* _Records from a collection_

⟨

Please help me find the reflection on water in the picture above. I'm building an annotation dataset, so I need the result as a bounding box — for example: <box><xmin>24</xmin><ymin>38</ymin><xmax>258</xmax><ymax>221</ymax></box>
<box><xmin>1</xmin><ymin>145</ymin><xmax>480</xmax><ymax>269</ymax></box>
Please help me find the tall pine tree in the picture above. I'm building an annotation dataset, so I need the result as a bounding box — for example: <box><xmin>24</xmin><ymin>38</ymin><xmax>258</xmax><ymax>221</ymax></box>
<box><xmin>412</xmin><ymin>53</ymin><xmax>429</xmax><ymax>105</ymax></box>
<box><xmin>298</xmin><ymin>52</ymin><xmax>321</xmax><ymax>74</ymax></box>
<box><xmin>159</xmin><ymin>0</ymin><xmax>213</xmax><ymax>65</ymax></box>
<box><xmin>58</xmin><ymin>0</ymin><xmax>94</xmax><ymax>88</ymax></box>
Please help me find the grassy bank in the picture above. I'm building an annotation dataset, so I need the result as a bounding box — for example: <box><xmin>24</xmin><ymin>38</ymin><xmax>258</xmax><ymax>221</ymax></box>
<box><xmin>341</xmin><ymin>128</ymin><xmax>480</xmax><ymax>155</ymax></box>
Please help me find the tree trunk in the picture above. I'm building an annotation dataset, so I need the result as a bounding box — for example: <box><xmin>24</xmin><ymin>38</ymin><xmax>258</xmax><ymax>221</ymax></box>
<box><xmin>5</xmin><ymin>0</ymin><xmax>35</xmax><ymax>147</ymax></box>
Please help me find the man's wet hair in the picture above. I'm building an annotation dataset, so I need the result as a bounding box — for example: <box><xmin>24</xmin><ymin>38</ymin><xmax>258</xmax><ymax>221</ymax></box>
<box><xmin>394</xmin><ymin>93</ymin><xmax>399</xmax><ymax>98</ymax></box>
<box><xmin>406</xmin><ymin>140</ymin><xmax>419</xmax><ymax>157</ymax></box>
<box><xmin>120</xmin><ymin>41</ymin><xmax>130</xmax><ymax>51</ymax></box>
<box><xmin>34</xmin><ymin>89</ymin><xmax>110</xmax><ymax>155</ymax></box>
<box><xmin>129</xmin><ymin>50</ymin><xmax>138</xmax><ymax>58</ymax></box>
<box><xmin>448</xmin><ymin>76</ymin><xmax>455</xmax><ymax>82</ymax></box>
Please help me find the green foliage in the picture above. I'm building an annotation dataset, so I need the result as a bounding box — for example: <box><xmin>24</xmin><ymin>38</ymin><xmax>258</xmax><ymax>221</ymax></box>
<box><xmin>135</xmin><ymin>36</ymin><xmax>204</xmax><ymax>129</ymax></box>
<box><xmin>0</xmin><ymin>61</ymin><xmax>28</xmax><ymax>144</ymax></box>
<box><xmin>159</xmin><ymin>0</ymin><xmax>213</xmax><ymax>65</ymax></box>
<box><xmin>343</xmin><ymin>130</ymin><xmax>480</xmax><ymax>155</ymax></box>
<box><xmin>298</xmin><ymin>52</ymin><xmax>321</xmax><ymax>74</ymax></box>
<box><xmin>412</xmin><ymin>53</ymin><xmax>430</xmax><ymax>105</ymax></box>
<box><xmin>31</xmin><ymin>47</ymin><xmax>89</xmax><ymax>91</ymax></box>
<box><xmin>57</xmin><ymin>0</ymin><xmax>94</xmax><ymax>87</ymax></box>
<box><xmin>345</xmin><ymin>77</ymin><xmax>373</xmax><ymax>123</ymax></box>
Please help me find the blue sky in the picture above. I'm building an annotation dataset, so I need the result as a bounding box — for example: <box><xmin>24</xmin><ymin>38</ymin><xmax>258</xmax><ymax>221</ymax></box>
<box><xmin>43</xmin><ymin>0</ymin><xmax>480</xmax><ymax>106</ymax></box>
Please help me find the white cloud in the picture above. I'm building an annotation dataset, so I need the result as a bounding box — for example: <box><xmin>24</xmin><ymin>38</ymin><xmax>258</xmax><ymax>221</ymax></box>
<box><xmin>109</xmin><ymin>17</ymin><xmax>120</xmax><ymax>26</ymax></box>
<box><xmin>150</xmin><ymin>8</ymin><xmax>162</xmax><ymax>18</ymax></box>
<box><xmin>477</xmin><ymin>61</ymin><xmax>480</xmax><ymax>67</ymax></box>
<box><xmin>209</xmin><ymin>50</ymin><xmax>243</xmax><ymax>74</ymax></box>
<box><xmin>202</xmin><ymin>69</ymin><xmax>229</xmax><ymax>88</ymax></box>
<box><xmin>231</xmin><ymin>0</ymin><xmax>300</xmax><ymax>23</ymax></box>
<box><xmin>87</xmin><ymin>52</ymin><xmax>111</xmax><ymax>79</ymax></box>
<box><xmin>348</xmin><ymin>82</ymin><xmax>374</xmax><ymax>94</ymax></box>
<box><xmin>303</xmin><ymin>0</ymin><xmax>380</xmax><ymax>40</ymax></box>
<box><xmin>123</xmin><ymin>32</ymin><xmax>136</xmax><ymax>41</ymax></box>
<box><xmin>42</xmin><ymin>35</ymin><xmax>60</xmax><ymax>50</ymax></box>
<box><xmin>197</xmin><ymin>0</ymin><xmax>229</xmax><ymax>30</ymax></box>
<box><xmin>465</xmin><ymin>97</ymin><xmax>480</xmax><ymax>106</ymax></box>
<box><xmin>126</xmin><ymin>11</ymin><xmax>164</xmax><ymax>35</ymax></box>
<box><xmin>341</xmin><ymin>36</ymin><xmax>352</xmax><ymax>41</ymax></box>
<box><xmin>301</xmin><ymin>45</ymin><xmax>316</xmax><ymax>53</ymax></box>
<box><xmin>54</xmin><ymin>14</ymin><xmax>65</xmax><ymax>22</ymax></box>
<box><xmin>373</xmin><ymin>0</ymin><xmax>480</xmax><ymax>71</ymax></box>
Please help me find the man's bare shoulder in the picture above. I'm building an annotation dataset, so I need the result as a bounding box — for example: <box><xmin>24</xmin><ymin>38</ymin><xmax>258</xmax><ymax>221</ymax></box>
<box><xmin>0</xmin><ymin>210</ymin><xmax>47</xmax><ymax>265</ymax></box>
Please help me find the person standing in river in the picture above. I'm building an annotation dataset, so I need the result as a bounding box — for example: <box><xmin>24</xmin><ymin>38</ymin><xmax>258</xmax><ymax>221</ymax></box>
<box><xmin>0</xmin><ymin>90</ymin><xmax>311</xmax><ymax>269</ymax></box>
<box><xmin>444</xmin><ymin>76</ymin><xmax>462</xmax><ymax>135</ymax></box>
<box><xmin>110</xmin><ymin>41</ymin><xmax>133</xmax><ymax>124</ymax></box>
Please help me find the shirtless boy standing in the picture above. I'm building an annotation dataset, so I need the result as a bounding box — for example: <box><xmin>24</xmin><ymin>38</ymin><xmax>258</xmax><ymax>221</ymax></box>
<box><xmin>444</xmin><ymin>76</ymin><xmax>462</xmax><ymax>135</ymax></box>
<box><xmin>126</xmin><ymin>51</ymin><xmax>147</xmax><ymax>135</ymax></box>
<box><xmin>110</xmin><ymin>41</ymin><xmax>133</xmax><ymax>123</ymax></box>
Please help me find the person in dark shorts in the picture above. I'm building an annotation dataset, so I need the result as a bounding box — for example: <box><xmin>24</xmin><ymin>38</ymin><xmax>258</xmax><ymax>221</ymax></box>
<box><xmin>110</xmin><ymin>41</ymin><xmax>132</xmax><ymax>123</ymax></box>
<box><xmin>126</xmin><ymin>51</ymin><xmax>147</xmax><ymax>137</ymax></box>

⟩

* _What is being asked_
Write the entries out once more, exactly as given.

* _Solution to this exercise_
Please help me find the reflection on water in the picture above. I'm building an annotation dataset, so I need the result as a bounding box — for example: <box><xmin>24</xmin><ymin>38</ymin><xmax>258</xmax><ymax>221</ymax></box>
<box><xmin>1</xmin><ymin>145</ymin><xmax>480</xmax><ymax>269</ymax></box>
Please help me find the tall pine tree in the picture above. I'm building an annotation dataset, so I need the result as a bounding box — for example: <box><xmin>24</xmin><ymin>38</ymin><xmax>258</xmax><ymax>221</ymax></box>
<box><xmin>412</xmin><ymin>53</ymin><xmax>429</xmax><ymax>105</ymax></box>
<box><xmin>298</xmin><ymin>52</ymin><xmax>321</xmax><ymax>74</ymax></box>
<box><xmin>159</xmin><ymin>0</ymin><xmax>213</xmax><ymax>65</ymax></box>
<box><xmin>58</xmin><ymin>0</ymin><xmax>94</xmax><ymax>88</ymax></box>
Please help me find the grassy bank in the picture above. I'm building an annotation dataset, so I need the result as a bounding box — for example: <box><xmin>24</xmin><ymin>38</ymin><xmax>258</xmax><ymax>221</ymax></box>
<box><xmin>341</xmin><ymin>128</ymin><xmax>480</xmax><ymax>155</ymax></box>
Please help me find the tree trunk in the picture above. I'm building an annotation dataset, so I need the result as a bounding box — for example: <box><xmin>24</xmin><ymin>38</ymin><xmax>258</xmax><ymax>221</ymax></box>
<box><xmin>5</xmin><ymin>0</ymin><xmax>35</xmax><ymax>147</ymax></box>
Please help me find the man's wet hair in the picture above. I'm building an annotation dataset, so I need the result as a bounding box — for example: <box><xmin>24</xmin><ymin>38</ymin><xmax>258</xmax><ymax>221</ymax></box>
<box><xmin>394</xmin><ymin>93</ymin><xmax>399</xmax><ymax>98</ymax></box>
<box><xmin>406</xmin><ymin>140</ymin><xmax>419</xmax><ymax>157</ymax></box>
<box><xmin>120</xmin><ymin>41</ymin><xmax>130</xmax><ymax>51</ymax></box>
<box><xmin>34</xmin><ymin>89</ymin><xmax>110</xmax><ymax>155</ymax></box>
<box><xmin>129</xmin><ymin>50</ymin><xmax>138</xmax><ymax>58</ymax></box>
<box><xmin>448</xmin><ymin>76</ymin><xmax>455</xmax><ymax>82</ymax></box>
Please help me find the green foliage in the picture above. I'm building an annotation dataset, so I need the result as a bounding box — for example: <box><xmin>24</xmin><ymin>38</ymin><xmax>258</xmax><ymax>221</ymax></box>
<box><xmin>135</xmin><ymin>36</ymin><xmax>204</xmax><ymax>129</ymax></box>
<box><xmin>0</xmin><ymin>61</ymin><xmax>28</xmax><ymax>144</ymax></box>
<box><xmin>159</xmin><ymin>0</ymin><xmax>213</xmax><ymax>65</ymax></box>
<box><xmin>343</xmin><ymin>130</ymin><xmax>480</xmax><ymax>155</ymax></box>
<box><xmin>298</xmin><ymin>52</ymin><xmax>321</xmax><ymax>74</ymax></box>
<box><xmin>412</xmin><ymin>53</ymin><xmax>430</xmax><ymax>105</ymax></box>
<box><xmin>31</xmin><ymin>47</ymin><xmax>89</xmax><ymax>91</ymax></box>
<box><xmin>57</xmin><ymin>0</ymin><xmax>94</xmax><ymax>87</ymax></box>
<box><xmin>345</xmin><ymin>77</ymin><xmax>373</xmax><ymax>123</ymax></box>
Please help me find the blue sky in the picture above. I'm building an annotation dataset, so I need the result as a bounding box — for example: <box><xmin>24</xmin><ymin>38</ymin><xmax>258</xmax><ymax>221</ymax></box>
<box><xmin>43</xmin><ymin>0</ymin><xmax>480</xmax><ymax>106</ymax></box>
Please help me find the white cloud in the picture above. I'm building an annotation dataset, so I need the result as a bounding box — for example: <box><xmin>24</xmin><ymin>38</ymin><xmax>258</xmax><ymax>221</ymax></box>
<box><xmin>109</xmin><ymin>17</ymin><xmax>120</xmax><ymax>26</ymax></box>
<box><xmin>150</xmin><ymin>8</ymin><xmax>162</xmax><ymax>18</ymax></box>
<box><xmin>477</xmin><ymin>61</ymin><xmax>480</xmax><ymax>67</ymax></box>
<box><xmin>209</xmin><ymin>50</ymin><xmax>243</xmax><ymax>74</ymax></box>
<box><xmin>202</xmin><ymin>69</ymin><xmax>229</xmax><ymax>88</ymax></box>
<box><xmin>231</xmin><ymin>0</ymin><xmax>300</xmax><ymax>23</ymax></box>
<box><xmin>87</xmin><ymin>52</ymin><xmax>111</xmax><ymax>79</ymax></box>
<box><xmin>348</xmin><ymin>82</ymin><xmax>374</xmax><ymax>94</ymax></box>
<box><xmin>303</xmin><ymin>0</ymin><xmax>380</xmax><ymax>40</ymax></box>
<box><xmin>123</xmin><ymin>32</ymin><xmax>136</xmax><ymax>41</ymax></box>
<box><xmin>42</xmin><ymin>35</ymin><xmax>60</xmax><ymax>50</ymax></box>
<box><xmin>197</xmin><ymin>0</ymin><xmax>229</xmax><ymax>30</ymax></box>
<box><xmin>465</xmin><ymin>97</ymin><xmax>480</xmax><ymax>106</ymax></box>
<box><xmin>126</xmin><ymin>11</ymin><xmax>164</xmax><ymax>35</ymax></box>
<box><xmin>341</xmin><ymin>36</ymin><xmax>352</xmax><ymax>41</ymax></box>
<box><xmin>301</xmin><ymin>45</ymin><xmax>316</xmax><ymax>53</ymax></box>
<box><xmin>54</xmin><ymin>14</ymin><xmax>65</xmax><ymax>22</ymax></box>
<box><xmin>373</xmin><ymin>0</ymin><xmax>480</xmax><ymax>71</ymax></box>
Please help me find the man's bare shoulder in the picture above. I'm building an annotation dataset, so I need the result as a bounding box — for example: <box><xmin>24</xmin><ymin>38</ymin><xmax>258</xmax><ymax>221</ymax></box>
<box><xmin>0</xmin><ymin>210</ymin><xmax>47</xmax><ymax>265</ymax></box>
Please help me find the person standing in river in the picture above. I'm building an annotation dataset, so I need the result as a bounding box — for example: <box><xmin>24</xmin><ymin>38</ymin><xmax>258</xmax><ymax>221</ymax></box>
<box><xmin>0</xmin><ymin>90</ymin><xmax>311</xmax><ymax>269</ymax></box>
<box><xmin>444</xmin><ymin>76</ymin><xmax>462</xmax><ymax>135</ymax></box>
<box><xmin>110</xmin><ymin>41</ymin><xmax>133</xmax><ymax>124</ymax></box>
Please help me find the shirtless boy standing in the picture above. I'm building an annotation dataset, so I need the result as a bounding box — for example: <box><xmin>24</xmin><ymin>38</ymin><xmax>258</xmax><ymax>221</ymax></box>
<box><xmin>444</xmin><ymin>76</ymin><xmax>462</xmax><ymax>135</ymax></box>
<box><xmin>126</xmin><ymin>51</ymin><xmax>147</xmax><ymax>135</ymax></box>
<box><xmin>110</xmin><ymin>41</ymin><xmax>133</xmax><ymax>123</ymax></box>
Please help me find the person in dark shorts in the picture above. I'm building an annotation dataset, so I need the result as a bounding box — for example: <box><xmin>24</xmin><ymin>38</ymin><xmax>258</xmax><ymax>221</ymax></box>
<box><xmin>110</xmin><ymin>41</ymin><xmax>132</xmax><ymax>123</ymax></box>
<box><xmin>126</xmin><ymin>51</ymin><xmax>147</xmax><ymax>137</ymax></box>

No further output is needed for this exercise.